• _Extract_:
HD 24190: this object was identified as a low-amplitude B2V SB1 by Blaauw & van Albada (1963; BvA). According to the improved ephemeris from Lucy & Sweeney (1971), our exposures ( $21.3 \pm 4.6$ and $22.2 \pm 4.6$ km s-1) should have read $20.6 \pm 1.9$ and $20.5 \pm 1.9$ km s-1, respectively. We conclude our measurements are in full agreement with Lucy & Sweeney's ephemeris.

HD 25799: this object was classified as a low-amplitude eclipsing B3V SB1 with a poorly determined/variable period by BvA ( $P \sim 10.67$ d and K1 = 20 km s-1). BvA's discovery of "erratic velocity changes'' was in fact the first indication that this object is not a normal binary. Morris et al. (1988) showed that an improved ephemeris (notably P = 0.9121679 d) could fit all previous spectroscopic data, but also showed, based on new photometric data, that the object is not a binary but a non-radial pulsator. This finding was confirmed later by Hipparcos photometry. We observed this object twice, obtaining $v_{\rm rad} = 38.3 \pm
4.0$ km s-1 and $38.4 \pm 3.9$ km s-1. These observations are consistent with Morris et al.'s ephemeris within $1\sigma$, which predicts $v_{\rm rad} = 40.3 \pm 2.1$ and $41.2 \pm
1.7$ km s-1, respectively.

• _A run of entries_:
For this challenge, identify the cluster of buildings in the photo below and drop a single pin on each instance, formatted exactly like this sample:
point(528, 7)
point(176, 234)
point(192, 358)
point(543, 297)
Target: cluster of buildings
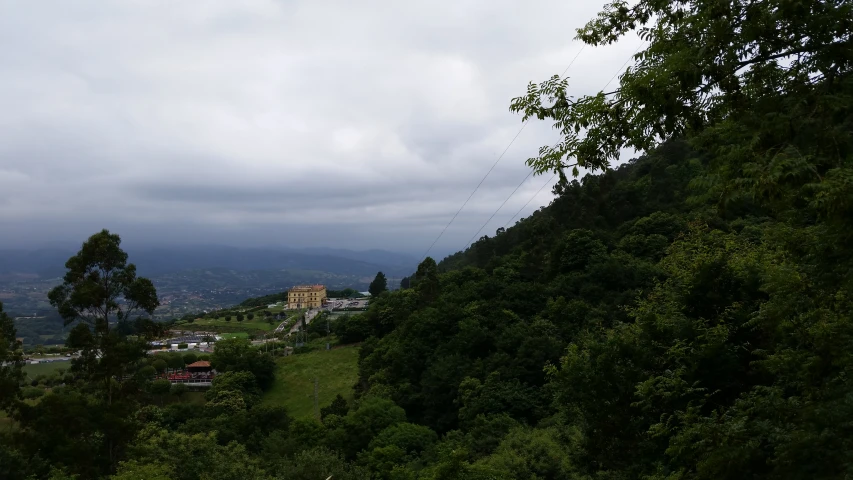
point(306, 296)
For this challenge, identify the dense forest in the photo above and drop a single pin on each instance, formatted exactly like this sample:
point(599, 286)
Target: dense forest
point(687, 315)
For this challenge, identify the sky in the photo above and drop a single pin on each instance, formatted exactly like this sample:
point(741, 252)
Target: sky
point(278, 123)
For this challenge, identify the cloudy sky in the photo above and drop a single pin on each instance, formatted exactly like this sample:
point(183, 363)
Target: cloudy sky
point(263, 122)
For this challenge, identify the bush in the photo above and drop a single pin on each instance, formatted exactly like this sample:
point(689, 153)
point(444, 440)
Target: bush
point(147, 372)
point(160, 387)
point(179, 389)
point(159, 365)
point(175, 361)
point(30, 393)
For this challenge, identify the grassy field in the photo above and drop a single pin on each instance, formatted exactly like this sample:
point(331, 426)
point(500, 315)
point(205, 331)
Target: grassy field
point(234, 335)
point(45, 368)
point(336, 370)
point(258, 324)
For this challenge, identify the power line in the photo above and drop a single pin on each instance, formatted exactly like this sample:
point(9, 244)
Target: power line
point(523, 125)
point(496, 211)
point(530, 200)
point(552, 147)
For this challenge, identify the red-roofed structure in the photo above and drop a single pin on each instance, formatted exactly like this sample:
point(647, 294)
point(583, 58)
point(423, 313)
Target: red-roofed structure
point(199, 366)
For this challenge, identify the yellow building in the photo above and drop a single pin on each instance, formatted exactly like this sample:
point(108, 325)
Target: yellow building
point(306, 296)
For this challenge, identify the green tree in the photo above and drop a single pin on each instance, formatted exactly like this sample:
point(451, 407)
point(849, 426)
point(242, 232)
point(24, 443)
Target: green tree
point(317, 463)
point(160, 388)
point(378, 285)
point(160, 365)
point(187, 457)
point(338, 407)
point(99, 286)
point(98, 277)
point(707, 66)
point(11, 362)
point(238, 355)
point(179, 389)
point(189, 358)
point(175, 361)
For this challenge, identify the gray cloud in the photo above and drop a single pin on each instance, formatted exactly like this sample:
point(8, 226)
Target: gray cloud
point(323, 123)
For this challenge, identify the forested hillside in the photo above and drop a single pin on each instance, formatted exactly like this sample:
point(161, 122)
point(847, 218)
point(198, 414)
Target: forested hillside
point(688, 315)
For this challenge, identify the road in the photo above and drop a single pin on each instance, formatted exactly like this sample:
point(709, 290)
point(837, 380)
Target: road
point(309, 315)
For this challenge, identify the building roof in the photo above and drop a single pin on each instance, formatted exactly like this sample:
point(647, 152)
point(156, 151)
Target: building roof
point(307, 288)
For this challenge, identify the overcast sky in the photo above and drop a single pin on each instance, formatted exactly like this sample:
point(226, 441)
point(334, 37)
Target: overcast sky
point(260, 122)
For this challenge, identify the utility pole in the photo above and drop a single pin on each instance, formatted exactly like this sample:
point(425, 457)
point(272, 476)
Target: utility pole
point(316, 402)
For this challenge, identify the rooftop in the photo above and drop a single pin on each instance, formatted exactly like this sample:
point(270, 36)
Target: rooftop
point(308, 288)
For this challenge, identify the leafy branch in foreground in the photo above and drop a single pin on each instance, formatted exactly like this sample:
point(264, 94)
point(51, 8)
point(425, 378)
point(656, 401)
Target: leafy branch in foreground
point(706, 61)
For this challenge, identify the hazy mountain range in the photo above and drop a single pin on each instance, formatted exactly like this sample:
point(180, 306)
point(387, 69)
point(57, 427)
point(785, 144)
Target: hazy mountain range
point(153, 261)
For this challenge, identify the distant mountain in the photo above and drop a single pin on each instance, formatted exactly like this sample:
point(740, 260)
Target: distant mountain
point(379, 257)
point(160, 260)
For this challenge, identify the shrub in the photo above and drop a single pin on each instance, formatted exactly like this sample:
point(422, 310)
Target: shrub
point(159, 365)
point(30, 393)
point(179, 389)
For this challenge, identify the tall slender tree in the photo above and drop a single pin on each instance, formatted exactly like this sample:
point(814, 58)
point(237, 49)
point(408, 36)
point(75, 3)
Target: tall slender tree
point(100, 286)
point(378, 285)
point(11, 361)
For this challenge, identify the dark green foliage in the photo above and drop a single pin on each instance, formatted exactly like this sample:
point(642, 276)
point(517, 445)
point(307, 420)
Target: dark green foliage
point(238, 355)
point(11, 361)
point(378, 285)
point(338, 407)
point(98, 276)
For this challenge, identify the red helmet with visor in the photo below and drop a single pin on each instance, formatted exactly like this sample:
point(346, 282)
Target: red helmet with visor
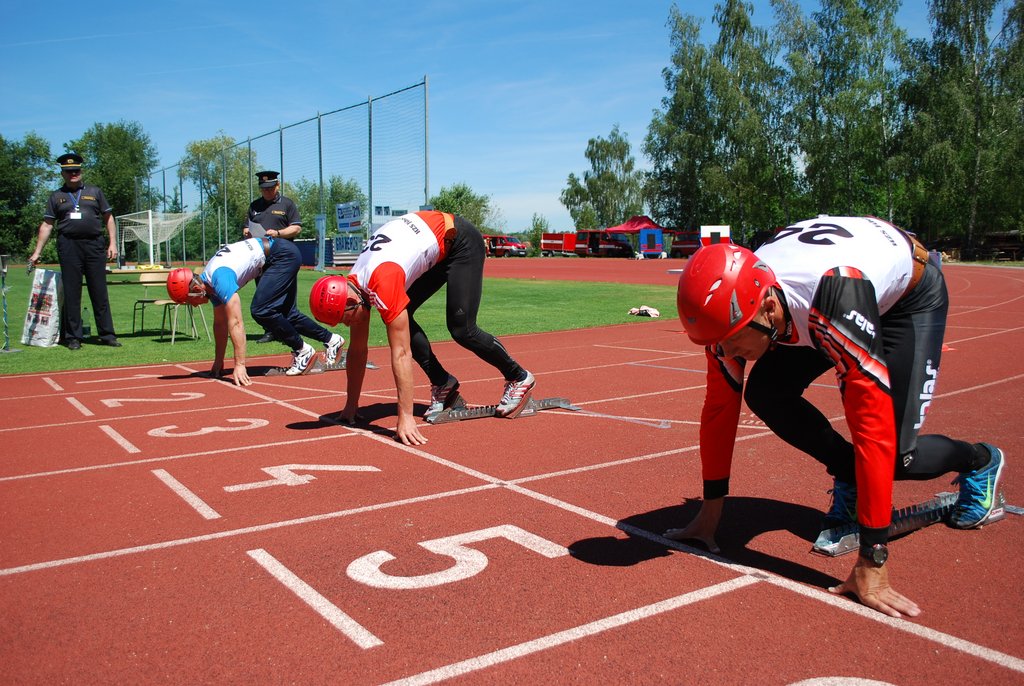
point(720, 292)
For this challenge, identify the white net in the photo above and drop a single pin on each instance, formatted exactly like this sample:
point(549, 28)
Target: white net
point(152, 227)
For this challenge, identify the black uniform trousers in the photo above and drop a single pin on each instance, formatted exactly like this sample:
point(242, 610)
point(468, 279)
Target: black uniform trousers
point(273, 305)
point(84, 257)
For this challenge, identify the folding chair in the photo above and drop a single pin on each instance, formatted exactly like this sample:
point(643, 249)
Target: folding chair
point(171, 305)
point(148, 280)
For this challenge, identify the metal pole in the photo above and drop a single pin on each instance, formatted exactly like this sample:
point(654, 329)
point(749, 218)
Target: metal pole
point(163, 204)
point(370, 162)
point(181, 208)
point(426, 141)
point(223, 180)
point(202, 211)
point(249, 157)
point(320, 159)
point(3, 294)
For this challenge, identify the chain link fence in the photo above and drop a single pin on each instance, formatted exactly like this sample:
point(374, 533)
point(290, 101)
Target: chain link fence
point(373, 153)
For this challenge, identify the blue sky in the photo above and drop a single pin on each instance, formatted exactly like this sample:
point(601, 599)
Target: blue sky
point(516, 89)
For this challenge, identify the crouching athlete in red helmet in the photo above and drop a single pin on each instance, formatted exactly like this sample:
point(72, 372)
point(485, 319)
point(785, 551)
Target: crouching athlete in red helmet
point(857, 295)
point(276, 261)
point(404, 262)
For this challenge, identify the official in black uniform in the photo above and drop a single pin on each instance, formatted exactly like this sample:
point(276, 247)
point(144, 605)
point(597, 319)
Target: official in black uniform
point(276, 214)
point(81, 213)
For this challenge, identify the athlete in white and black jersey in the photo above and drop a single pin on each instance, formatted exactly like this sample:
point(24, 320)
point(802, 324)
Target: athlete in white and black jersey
point(857, 295)
point(404, 262)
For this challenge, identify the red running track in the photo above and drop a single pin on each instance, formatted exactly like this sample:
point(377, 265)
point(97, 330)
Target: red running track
point(160, 527)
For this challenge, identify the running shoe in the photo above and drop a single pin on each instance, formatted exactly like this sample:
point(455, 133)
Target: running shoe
point(301, 360)
point(844, 507)
point(515, 396)
point(442, 397)
point(333, 346)
point(979, 491)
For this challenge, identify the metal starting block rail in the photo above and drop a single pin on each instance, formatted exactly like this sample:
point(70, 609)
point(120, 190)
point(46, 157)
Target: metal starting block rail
point(318, 367)
point(460, 411)
point(842, 540)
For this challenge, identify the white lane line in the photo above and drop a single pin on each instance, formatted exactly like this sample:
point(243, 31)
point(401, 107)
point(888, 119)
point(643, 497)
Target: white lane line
point(186, 495)
point(569, 635)
point(118, 438)
point(335, 616)
point(79, 406)
point(121, 552)
point(183, 456)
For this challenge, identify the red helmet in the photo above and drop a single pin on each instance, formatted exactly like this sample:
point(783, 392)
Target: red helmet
point(178, 283)
point(329, 298)
point(720, 291)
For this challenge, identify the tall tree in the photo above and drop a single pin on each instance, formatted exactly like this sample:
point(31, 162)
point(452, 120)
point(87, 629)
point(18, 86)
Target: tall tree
point(611, 190)
point(539, 225)
point(844, 101)
point(751, 176)
point(680, 137)
point(967, 119)
point(219, 168)
point(460, 199)
point(25, 179)
point(116, 156)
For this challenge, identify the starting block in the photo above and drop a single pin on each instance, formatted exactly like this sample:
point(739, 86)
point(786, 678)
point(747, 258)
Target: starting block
point(461, 411)
point(320, 366)
point(842, 540)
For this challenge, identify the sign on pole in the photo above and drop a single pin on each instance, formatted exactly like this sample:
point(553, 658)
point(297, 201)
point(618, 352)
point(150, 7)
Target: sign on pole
point(349, 227)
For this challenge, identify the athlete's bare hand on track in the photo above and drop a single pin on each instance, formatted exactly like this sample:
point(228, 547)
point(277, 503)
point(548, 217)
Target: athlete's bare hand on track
point(870, 585)
point(704, 525)
point(241, 376)
point(409, 433)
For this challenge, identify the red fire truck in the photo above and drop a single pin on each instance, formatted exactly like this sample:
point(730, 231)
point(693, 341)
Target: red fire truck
point(588, 243)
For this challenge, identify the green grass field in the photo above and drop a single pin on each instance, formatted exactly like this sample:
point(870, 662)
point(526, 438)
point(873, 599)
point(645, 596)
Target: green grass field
point(509, 306)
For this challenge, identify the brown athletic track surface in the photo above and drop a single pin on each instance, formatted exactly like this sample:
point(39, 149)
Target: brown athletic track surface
point(141, 542)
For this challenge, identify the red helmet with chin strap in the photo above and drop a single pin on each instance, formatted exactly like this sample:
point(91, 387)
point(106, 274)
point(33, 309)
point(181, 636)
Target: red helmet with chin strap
point(178, 287)
point(328, 299)
point(720, 291)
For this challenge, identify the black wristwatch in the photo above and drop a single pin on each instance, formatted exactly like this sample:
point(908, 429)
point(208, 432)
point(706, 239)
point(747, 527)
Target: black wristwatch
point(877, 554)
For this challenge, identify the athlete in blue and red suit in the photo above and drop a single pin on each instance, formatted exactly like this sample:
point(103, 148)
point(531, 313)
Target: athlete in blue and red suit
point(857, 295)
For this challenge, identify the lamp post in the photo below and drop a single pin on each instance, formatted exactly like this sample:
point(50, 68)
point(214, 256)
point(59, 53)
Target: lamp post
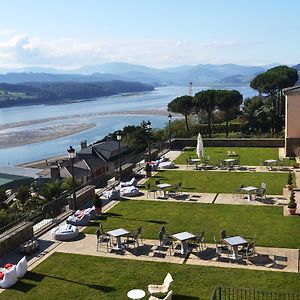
point(148, 134)
point(170, 119)
point(119, 138)
point(72, 156)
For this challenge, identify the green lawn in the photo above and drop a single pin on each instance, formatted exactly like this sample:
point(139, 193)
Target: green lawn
point(249, 156)
point(222, 182)
point(71, 276)
point(267, 223)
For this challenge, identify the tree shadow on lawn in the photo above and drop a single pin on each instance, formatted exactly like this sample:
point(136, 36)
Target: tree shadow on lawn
point(183, 297)
point(114, 215)
point(37, 277)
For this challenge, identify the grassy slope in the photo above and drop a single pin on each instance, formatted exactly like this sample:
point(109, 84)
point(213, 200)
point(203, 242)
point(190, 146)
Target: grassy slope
point(70, 276)
point(268, 224)
point(248, 156)
point(222, 182)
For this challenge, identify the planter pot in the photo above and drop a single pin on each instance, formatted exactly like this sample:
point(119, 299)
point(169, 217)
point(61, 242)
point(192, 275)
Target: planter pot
point(292, 211)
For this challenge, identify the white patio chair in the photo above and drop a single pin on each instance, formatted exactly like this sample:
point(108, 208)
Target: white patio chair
point(161, 288)
point(10, 278)
point(168, 297)
point(21, 267)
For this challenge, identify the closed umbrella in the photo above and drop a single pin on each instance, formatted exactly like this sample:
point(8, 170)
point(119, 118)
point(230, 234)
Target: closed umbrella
point(200, 148)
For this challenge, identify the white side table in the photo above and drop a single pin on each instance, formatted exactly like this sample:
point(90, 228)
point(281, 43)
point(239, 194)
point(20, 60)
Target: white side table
point(136, 294)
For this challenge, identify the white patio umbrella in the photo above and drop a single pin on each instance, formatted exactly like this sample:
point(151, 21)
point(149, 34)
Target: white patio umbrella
point(200, 148)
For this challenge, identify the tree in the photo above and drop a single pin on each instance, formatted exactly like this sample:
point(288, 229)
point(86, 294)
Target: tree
point(23, 194)
point(206, 101)
point(3, 197)
point(182, 105)
point(50, 190)
point(271, 83)
point(257, 115)
point(229, 102)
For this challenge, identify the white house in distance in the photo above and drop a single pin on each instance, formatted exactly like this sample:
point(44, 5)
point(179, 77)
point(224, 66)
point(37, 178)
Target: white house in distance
point(292, 121)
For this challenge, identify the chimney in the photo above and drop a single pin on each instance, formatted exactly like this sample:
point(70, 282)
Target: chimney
point(55, 171)
point(83, 144)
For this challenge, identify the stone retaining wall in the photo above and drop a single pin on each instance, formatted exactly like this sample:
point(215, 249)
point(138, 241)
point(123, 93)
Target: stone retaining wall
point(271, 142)
point(15, 237)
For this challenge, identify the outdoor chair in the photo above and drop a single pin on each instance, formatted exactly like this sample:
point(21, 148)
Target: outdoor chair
point(168, 297)
point(102, 238)
point(161, 289)
point(165, 241)
point(223, 234)
point(221, 249)
point(151, 190)
point(238, 191)
point(261, 193)
point(134, 237)
point(197, 243)
point(174, 190)
point(248, 251)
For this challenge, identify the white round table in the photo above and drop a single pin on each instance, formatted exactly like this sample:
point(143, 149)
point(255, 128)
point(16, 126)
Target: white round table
point(136, 294)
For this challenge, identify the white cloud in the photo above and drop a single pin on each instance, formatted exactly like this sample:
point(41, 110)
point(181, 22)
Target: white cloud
point(22, 50)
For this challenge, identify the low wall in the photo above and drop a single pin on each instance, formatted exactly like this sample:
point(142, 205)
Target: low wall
point(15, 237)
point(83, 196)
point(292, 146)
point(246, 142)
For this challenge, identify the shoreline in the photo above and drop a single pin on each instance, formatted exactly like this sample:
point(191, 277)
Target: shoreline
point(25, 137)
point(157, 112)
point(21, 137)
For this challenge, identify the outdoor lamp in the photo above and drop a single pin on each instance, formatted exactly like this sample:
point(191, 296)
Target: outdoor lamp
point(72, 156)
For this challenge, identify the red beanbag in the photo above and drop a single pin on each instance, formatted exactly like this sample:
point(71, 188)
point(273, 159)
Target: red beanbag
point(8, 266)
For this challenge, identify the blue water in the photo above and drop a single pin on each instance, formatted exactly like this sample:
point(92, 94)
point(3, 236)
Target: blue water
point(104, 124)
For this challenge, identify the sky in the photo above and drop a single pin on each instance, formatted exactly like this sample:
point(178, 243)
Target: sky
point(68, 34)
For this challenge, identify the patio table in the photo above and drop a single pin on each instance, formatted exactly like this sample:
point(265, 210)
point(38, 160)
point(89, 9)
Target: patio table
point(163, 187)
point(229, 162)
point(118, 233)
point(235, 242)
point(270, 163)
point(249, 190)
point(183, 237)
point(136, 294)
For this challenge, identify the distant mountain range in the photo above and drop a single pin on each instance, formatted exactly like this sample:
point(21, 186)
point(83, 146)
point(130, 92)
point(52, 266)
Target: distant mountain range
point(227, 74)
point(33, 93)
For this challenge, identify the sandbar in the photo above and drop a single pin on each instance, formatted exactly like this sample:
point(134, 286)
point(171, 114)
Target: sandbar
point(24, 137)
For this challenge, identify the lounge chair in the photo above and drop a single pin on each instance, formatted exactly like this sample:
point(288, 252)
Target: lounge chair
point(161, 289)
point(221, 249)
point(10, 278)
point(21, 267)
point(151, 190)
point(102, 237)
point(65, 232)
point(132, 182)
point(168, 297)
point(248, 251)
point(134, 237)
point(129, 191)
point(261, 193)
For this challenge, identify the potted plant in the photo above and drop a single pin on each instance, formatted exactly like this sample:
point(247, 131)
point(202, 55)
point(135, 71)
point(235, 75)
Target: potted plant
point(290, 181)
point(148, 170)
point(292, 205)
point(97, 204)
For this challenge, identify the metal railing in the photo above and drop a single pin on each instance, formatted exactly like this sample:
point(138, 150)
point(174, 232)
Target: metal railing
point(229, 293)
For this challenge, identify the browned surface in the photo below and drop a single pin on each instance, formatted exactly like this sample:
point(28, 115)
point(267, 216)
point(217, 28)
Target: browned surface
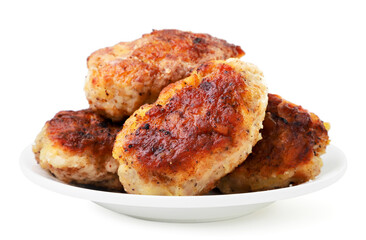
point(78, 131)
point(290, 134)
point(292, 138)
point(129, 74)
point(194, 122)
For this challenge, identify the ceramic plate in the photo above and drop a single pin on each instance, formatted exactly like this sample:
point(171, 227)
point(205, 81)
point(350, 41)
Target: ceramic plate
point(206, 208)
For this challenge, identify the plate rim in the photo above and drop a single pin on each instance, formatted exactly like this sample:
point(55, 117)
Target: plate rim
point(27, 163)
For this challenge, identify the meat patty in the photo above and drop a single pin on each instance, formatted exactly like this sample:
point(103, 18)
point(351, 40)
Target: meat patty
point(76, 147)
point(198, 130)
point(289, 153)
point(123, 77)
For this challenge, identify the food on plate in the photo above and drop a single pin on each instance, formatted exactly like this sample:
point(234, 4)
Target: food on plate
point(198, 130)
point(76, 147)
point(293, 140)
point(123, 77)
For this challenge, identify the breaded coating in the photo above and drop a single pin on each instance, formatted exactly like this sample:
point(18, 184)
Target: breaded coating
point(129, 74)
point(289, 153)
point(198, 130)
point(76, 147)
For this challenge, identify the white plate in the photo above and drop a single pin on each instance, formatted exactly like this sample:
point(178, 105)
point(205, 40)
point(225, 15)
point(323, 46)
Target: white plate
point(187, 208)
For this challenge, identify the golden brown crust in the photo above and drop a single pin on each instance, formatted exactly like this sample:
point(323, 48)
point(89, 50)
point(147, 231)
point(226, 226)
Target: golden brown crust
point(123, 77)
point(198, 130)
point(176, 132)
point(76, 147)
point(78, 131)
point(293, 139)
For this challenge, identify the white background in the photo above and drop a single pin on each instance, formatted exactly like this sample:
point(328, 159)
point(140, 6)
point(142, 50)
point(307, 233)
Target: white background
point(312, 53)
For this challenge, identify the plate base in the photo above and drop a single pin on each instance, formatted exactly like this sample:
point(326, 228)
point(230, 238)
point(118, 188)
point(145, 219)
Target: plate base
point(184, 215)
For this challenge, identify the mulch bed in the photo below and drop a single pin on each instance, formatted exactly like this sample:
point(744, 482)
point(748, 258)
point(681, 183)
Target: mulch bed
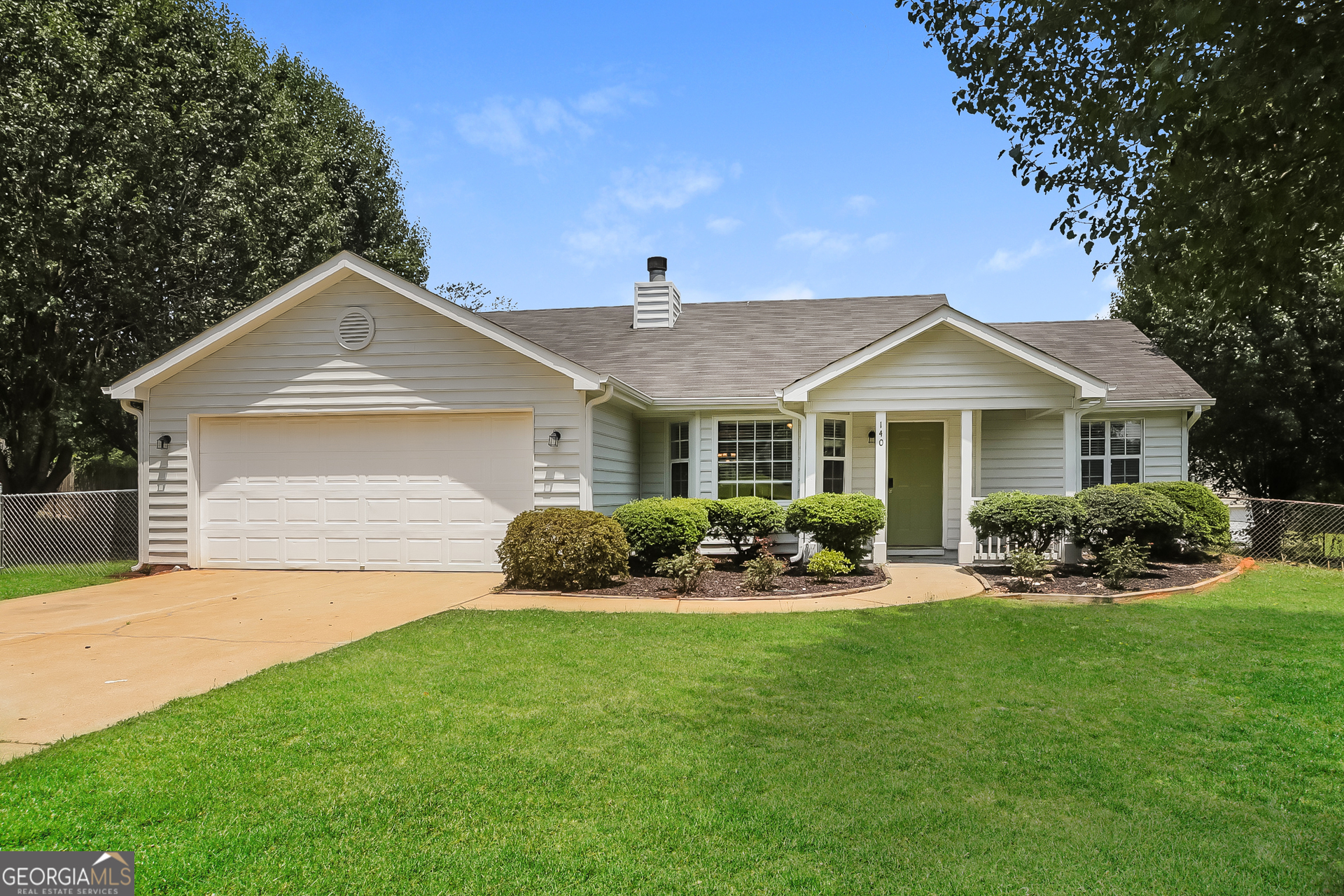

• _Given request_:
Copy the stellar velocity notes word for word from "HD 25799: this object" to "1.7$ km s-1, respectively.".

• _Solved exercise_:
HD 25799: this object was classified as a low-amplitude eclipsing B3V SB1 with a poorly determined/variable period by BvA ( $P \sim 10.67$ d and K1 = 20 km s-1). BvA's discovery of "erratic velocity changes'' was in fact the first indication that this object is not a normal binary. Morris et al. (1988) showed that an improved ephemeris (notably P = 0.9121679 d) could fit all previous spectroscopic data, but also showed, based on new photometric data, that the object is not a binary but a non-radial pulsator. This finding was confirmed later by Hipparcos photometry. We observed this object twice, obtaining $v_{\rm rad} = 38.3 \pm
4.0$ km s-1 and $38.4 \pm 3.9$ km s-1. These observations are consistent with Morris et al.'s ephemeris within $1\sigma$, which predicts $v_{\rm rad} = 40.3 \pm 2.1$ and $41.2 \pm
1.7$ km s-1, respectively.